The string "tree" may appear on lines of the entries below; report how many such lines there are, and only that.
=== PROVIDED RECORDS ===
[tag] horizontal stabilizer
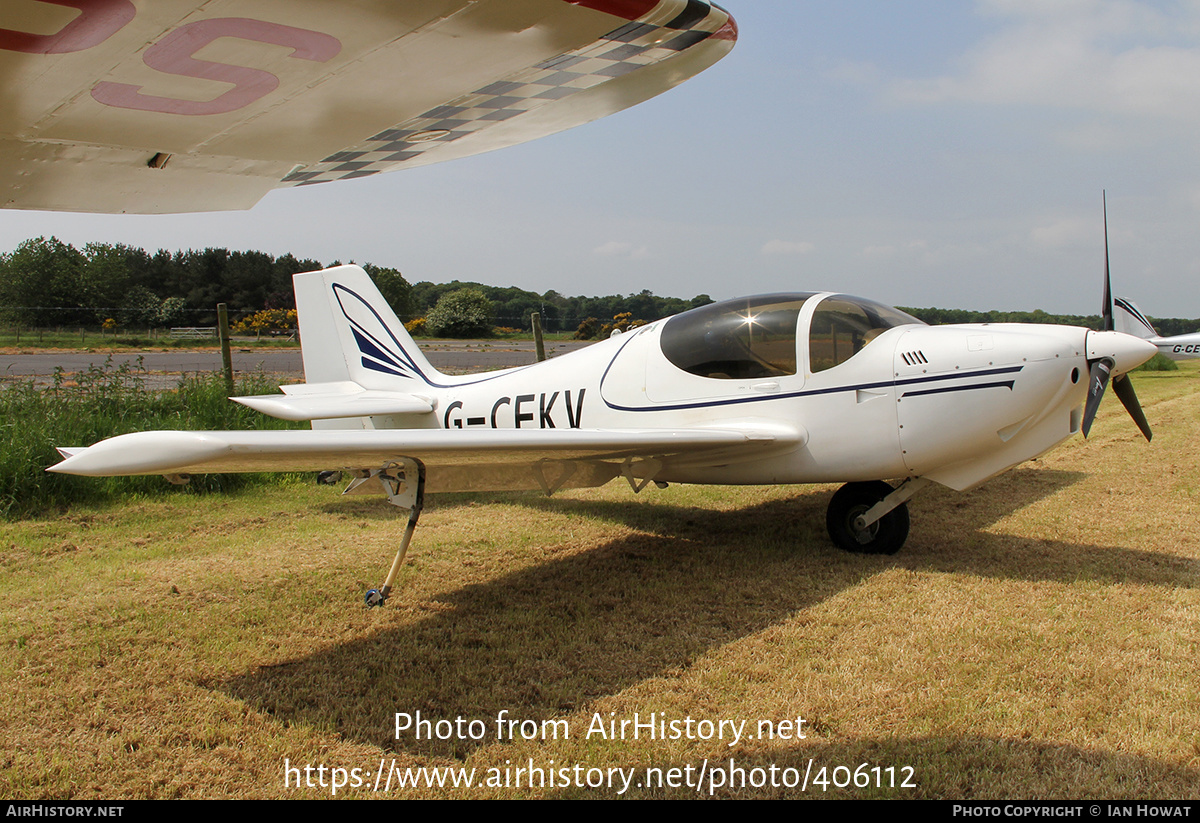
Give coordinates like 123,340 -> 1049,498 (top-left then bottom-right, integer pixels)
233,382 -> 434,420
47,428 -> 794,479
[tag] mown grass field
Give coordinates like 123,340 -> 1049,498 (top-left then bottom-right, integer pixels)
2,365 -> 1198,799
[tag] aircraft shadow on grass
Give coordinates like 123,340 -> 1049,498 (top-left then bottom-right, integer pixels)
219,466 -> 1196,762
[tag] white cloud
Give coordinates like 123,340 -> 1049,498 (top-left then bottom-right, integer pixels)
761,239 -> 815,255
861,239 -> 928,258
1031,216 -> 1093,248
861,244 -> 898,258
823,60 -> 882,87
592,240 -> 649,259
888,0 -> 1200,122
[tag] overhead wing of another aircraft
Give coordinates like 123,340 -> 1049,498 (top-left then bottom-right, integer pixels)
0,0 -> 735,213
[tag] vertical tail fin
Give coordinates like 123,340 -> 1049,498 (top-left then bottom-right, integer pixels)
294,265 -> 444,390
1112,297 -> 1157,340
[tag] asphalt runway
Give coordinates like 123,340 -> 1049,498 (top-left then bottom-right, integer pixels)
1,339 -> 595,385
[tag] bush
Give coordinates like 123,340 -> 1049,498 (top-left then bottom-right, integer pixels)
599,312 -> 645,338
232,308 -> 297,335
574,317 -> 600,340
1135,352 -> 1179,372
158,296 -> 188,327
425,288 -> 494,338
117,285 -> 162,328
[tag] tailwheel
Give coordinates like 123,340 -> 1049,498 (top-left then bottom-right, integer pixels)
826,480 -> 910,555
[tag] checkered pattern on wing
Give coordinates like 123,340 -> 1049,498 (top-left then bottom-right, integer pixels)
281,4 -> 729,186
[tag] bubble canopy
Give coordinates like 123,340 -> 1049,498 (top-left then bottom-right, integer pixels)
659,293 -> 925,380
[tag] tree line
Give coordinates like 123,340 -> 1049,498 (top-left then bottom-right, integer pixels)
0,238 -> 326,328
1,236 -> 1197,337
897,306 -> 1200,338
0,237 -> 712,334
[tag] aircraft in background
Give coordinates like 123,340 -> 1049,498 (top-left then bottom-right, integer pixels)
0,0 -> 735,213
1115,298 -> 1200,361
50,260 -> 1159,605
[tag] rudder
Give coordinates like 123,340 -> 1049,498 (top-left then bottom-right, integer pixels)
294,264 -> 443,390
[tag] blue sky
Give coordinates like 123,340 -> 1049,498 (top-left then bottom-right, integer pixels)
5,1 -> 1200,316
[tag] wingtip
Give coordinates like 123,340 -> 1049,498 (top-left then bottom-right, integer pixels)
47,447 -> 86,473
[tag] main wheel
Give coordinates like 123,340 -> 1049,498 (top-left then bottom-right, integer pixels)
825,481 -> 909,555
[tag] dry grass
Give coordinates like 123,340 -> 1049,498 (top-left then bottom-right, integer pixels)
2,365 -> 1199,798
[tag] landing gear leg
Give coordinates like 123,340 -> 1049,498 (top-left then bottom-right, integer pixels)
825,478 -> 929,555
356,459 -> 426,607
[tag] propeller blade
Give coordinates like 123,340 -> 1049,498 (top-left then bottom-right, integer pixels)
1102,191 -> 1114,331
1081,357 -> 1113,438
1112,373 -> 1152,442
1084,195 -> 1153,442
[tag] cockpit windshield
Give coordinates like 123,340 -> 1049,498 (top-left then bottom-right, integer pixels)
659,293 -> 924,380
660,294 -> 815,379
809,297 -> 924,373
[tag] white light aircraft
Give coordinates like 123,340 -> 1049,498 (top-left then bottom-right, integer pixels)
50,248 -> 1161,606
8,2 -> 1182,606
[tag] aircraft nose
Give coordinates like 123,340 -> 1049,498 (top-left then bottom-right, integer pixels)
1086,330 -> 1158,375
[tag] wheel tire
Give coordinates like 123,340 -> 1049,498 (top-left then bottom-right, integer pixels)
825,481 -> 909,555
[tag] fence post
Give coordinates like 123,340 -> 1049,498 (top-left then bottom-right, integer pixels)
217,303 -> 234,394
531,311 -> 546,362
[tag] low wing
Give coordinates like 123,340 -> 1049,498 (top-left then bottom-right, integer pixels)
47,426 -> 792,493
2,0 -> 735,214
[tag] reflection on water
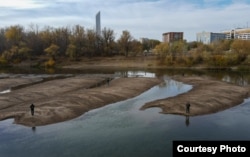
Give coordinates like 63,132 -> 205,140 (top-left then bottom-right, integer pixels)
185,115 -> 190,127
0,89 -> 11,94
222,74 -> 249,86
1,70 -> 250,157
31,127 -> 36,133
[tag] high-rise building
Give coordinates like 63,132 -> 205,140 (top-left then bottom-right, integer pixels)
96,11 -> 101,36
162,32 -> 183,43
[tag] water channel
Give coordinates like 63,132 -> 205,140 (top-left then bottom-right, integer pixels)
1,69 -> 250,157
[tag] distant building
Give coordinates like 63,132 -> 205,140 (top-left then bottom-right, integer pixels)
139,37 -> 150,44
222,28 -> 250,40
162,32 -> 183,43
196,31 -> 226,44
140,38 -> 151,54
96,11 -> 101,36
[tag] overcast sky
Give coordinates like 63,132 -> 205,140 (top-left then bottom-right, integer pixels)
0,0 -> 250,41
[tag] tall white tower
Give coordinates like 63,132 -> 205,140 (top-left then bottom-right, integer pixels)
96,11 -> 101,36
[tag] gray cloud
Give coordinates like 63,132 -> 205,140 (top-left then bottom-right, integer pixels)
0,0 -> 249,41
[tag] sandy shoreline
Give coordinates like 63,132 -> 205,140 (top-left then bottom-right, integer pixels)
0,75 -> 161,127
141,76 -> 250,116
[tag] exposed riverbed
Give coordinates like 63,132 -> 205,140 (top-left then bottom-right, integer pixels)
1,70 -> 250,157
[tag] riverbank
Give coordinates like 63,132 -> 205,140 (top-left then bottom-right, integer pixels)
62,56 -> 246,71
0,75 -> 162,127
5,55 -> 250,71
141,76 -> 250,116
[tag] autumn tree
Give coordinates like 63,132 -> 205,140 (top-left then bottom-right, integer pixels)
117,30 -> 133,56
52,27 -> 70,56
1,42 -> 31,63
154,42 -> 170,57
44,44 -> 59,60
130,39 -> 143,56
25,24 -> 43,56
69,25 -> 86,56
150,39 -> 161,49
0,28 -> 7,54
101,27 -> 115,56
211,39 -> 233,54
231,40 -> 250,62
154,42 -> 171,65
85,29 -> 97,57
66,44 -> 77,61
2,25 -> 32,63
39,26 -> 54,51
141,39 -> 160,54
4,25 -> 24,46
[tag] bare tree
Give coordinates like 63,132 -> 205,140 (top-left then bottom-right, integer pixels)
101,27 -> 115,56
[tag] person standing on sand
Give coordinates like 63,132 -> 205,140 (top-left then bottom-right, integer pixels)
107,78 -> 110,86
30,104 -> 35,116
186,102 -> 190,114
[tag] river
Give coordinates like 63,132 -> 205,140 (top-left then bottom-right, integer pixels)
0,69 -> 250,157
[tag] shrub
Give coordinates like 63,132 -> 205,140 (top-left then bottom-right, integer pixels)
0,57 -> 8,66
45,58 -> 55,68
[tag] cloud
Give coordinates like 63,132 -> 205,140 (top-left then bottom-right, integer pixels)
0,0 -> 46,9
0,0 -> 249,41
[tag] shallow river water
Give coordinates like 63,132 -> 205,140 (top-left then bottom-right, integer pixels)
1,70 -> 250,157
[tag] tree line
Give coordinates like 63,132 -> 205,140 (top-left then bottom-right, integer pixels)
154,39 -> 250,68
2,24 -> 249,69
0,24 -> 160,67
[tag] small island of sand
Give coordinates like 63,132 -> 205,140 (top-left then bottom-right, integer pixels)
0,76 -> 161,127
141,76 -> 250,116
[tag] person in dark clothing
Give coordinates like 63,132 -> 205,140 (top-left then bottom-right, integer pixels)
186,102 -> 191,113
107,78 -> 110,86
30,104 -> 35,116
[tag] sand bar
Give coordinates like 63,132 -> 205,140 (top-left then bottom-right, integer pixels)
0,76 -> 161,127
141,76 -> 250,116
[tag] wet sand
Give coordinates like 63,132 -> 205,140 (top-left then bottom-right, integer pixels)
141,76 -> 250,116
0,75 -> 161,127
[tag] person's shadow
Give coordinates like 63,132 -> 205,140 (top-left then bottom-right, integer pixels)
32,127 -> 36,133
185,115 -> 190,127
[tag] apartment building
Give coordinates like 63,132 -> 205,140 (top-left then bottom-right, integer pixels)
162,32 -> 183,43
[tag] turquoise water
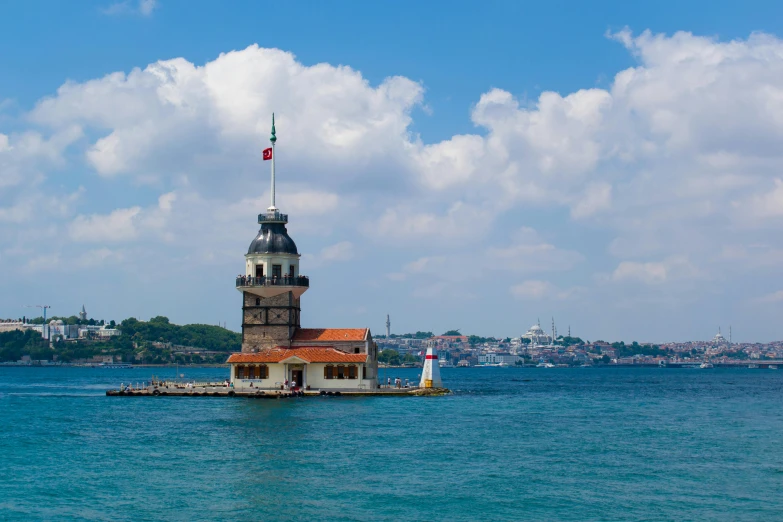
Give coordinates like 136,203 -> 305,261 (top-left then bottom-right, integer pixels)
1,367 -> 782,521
===
** FINAL ANSWER **
4